**Instructions to follow**
Print, exactly as written, the line containing "Target: shirt collar" and every line after it, ending with the final line of the data below.

-- Source records follows --

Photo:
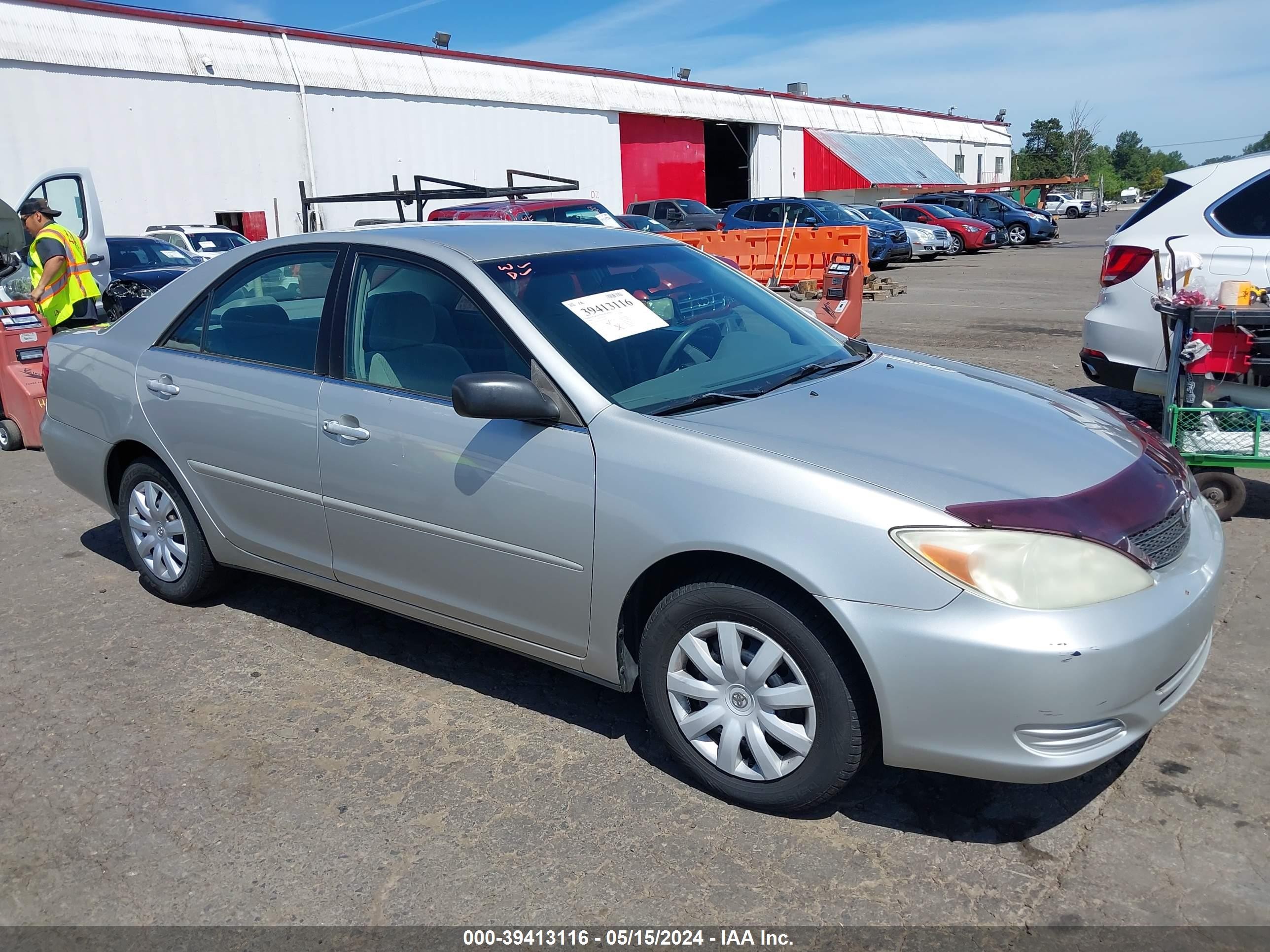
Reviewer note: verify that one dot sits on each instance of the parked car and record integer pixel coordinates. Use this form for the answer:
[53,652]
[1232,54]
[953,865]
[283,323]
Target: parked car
[888,241]
[929,241]
[966,234]
[139,267]
[607,451]
[642,223]
[1022,225]
[1067,206]
[1222,212]
[569,211]
[678,214]
[202,241]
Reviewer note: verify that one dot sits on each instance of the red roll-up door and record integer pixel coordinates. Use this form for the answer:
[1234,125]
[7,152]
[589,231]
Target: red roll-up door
[662,158]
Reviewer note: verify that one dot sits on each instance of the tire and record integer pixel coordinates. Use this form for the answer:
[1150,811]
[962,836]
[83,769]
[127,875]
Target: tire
[163,501]
[702,615]
[10,437]
[1223,490]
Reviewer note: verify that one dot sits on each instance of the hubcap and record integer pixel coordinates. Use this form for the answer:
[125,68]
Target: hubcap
[741,701]
[158,531]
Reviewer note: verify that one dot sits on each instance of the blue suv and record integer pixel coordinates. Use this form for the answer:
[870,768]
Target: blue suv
[888,241]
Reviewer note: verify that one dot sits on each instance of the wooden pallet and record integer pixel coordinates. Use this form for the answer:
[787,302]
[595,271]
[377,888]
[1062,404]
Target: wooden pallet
[878,289]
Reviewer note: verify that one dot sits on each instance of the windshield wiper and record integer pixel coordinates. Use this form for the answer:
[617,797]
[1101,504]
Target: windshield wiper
[711,399]
[810,370]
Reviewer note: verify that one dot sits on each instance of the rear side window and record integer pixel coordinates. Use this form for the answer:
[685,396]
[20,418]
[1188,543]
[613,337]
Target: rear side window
[1172,188]
[267,312]
[1246,212]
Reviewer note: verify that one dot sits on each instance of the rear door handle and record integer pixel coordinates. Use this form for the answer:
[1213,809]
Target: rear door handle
[343,429]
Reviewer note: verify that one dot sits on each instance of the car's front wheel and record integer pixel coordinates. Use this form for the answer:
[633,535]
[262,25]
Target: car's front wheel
[756,700]
[163,536]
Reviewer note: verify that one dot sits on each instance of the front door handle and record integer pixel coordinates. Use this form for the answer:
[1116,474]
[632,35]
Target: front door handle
[351,431]
[163,386]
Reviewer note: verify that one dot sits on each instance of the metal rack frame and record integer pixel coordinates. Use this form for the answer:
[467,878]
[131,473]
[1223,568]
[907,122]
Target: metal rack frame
[420,196]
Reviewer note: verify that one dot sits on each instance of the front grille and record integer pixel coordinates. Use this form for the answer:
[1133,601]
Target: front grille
[1165,541]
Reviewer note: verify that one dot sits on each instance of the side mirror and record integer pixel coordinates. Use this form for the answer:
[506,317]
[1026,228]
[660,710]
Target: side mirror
[498,395]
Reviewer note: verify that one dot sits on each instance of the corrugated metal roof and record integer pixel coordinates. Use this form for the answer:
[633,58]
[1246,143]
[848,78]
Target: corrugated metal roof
[888,160]
[102,36]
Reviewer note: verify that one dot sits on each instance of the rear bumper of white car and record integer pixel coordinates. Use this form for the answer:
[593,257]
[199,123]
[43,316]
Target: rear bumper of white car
[1122,336]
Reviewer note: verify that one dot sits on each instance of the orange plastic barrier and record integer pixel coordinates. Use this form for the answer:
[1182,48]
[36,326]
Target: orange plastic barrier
[795,256]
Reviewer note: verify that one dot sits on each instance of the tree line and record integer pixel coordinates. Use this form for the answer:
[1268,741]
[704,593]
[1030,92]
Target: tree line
[1052,149]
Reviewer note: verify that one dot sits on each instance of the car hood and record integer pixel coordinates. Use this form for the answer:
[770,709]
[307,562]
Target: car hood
[150,277]
[934,431]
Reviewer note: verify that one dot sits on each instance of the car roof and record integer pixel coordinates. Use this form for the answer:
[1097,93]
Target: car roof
[486,240]
[526,204]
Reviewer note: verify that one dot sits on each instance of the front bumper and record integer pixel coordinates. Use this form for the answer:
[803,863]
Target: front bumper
[982,690]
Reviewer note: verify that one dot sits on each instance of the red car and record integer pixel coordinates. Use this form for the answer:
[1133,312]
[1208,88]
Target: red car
[573,211]
[964,234]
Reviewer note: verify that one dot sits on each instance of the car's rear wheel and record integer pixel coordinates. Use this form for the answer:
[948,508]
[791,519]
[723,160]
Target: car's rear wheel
[163,537]
[10,437]
[756,700]
[1225,490]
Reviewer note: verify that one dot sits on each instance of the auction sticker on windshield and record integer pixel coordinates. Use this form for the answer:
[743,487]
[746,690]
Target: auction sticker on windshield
[615,314]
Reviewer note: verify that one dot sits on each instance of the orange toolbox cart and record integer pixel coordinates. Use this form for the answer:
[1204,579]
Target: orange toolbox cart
[23,369]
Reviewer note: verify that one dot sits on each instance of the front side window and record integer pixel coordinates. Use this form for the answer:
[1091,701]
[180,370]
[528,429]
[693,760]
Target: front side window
[411,328]
[661,327]
[271,309]
[68,197]
[1245,214]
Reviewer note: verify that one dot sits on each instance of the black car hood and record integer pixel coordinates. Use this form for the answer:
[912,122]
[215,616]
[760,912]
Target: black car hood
[150,277]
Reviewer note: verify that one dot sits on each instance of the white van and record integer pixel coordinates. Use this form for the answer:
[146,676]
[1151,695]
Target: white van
[1221,211]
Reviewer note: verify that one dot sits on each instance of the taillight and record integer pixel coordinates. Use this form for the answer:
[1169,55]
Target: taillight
[1122,262]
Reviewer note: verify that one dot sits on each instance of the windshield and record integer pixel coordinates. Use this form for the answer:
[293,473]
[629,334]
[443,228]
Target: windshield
[832,212]
[215,240]
[662,325]
[146,253]
[876,214]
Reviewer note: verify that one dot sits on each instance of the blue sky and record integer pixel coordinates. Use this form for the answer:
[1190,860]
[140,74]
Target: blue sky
[1169,70]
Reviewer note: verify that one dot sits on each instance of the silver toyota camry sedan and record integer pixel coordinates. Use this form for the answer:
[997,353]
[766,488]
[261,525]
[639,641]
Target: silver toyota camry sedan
[607,451]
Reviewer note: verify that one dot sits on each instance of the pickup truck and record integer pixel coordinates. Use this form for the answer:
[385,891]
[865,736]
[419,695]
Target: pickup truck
[1058,204]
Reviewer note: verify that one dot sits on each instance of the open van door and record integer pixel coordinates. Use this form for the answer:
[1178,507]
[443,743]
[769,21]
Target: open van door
[70,191]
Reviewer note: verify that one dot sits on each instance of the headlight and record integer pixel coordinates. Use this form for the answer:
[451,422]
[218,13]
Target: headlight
[1026,569]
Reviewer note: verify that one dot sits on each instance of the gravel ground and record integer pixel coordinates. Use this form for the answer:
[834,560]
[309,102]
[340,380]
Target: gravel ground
[280,756]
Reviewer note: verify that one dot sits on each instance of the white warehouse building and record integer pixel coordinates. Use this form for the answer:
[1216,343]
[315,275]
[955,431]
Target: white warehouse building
[190,118]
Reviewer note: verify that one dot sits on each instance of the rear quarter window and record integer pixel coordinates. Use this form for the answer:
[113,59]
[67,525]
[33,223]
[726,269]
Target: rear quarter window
[1171,190]
[1246,211]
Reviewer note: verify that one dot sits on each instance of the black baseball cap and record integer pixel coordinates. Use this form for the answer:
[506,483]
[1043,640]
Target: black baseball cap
[36,205]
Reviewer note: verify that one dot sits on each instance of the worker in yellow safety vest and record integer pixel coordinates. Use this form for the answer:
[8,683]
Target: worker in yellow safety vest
[61,283]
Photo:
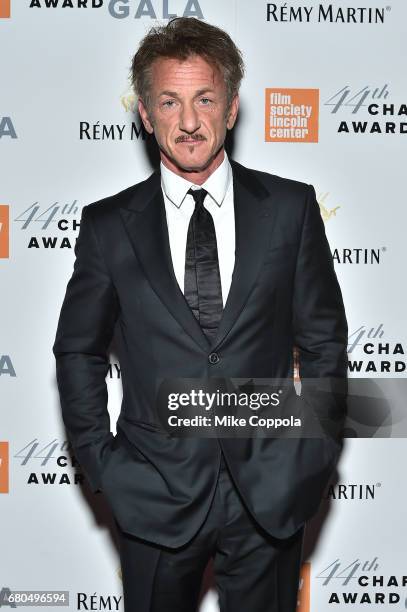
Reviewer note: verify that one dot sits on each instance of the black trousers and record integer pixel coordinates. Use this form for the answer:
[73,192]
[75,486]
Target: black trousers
[253,571]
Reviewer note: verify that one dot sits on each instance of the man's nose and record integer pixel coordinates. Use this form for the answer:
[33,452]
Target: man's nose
[189,120]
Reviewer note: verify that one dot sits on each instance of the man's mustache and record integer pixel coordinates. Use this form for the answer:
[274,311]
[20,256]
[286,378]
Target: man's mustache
[192,138]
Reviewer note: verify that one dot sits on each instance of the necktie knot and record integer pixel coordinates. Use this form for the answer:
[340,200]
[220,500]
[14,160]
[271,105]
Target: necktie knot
[199,196]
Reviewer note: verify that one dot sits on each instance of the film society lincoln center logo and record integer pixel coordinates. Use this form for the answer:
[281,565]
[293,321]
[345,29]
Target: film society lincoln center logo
[291,115]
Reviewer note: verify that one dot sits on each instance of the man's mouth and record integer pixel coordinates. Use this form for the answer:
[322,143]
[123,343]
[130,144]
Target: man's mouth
[182,140]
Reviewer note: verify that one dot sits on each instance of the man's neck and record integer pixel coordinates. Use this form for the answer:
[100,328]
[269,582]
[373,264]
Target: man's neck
[198,177]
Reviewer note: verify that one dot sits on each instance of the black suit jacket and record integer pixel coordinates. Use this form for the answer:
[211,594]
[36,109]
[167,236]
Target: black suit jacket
[284,293]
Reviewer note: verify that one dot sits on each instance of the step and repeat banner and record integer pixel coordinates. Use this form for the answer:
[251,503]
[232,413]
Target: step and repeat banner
[324,101]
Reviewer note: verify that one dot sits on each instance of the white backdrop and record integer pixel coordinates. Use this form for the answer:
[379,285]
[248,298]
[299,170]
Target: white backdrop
[66,114]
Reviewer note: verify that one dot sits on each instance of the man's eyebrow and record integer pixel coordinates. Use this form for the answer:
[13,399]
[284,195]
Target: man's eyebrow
[174,94]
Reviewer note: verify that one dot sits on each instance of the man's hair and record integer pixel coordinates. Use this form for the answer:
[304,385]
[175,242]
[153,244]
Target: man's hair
[179,39]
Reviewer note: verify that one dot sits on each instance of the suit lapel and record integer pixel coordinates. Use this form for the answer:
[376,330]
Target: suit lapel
[145,222]
[253,222]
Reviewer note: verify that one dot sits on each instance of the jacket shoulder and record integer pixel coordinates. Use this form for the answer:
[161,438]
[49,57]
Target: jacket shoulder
[273,182]
[105,206]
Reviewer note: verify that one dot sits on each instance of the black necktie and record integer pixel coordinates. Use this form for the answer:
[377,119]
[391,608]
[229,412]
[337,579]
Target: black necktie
[202,286]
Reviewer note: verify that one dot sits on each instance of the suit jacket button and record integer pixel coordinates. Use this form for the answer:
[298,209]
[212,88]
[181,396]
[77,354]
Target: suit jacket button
[214,358]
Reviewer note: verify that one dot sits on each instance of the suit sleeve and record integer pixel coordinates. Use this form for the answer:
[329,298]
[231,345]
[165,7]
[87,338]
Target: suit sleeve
[320,325]
[85,329]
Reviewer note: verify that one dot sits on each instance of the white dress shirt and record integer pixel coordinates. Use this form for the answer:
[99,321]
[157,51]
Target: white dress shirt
[179,207]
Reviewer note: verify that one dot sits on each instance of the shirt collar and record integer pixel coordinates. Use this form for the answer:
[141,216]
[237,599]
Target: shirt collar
[175,187]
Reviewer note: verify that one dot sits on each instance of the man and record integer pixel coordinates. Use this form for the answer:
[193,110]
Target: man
[209,270]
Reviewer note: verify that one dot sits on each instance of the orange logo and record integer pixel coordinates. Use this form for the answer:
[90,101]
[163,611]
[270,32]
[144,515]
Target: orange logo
[292,115]
[4,483]
[304,592]
[5,8]
[4,231]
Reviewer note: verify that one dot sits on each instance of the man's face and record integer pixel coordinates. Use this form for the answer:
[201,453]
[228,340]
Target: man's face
[188,113]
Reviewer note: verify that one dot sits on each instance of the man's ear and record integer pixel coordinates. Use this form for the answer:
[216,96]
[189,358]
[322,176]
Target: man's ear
[144,116]
[232,112]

-- Source records concluded --

**Problem solution**
Target: shirt collar
[175,187]
Reviewer note: verify that one dot sits on each instance of the man and record integer pixel coordinates. Use this form for the answer:
[193,110]
Target: man
[209,270]
Reviewer note: verify that one dot sits on each instance of the orange logo and record integer pixel coordinates. Use this form for the answer:
[90,101]
[163,611]
[270,32]
[144,515]
Target: orange logo
[292,115]
[4,483]
[304,592]
[5,8]
[4,231]
Reviewer note: verify that one dot sits on each instance of the man's face and record integer pixel coordinates. Use this form for the answer:
[201,453]
[228,340]
Target: man's face
[188,113]
Reviewer note: verify that one dot sits on each instance of the man's ear and record integer pixel coordinates. Use this form for the answer:
[216,96]
[189,358]
[322,176]
Target: man's ear
[144,116]
[232,112]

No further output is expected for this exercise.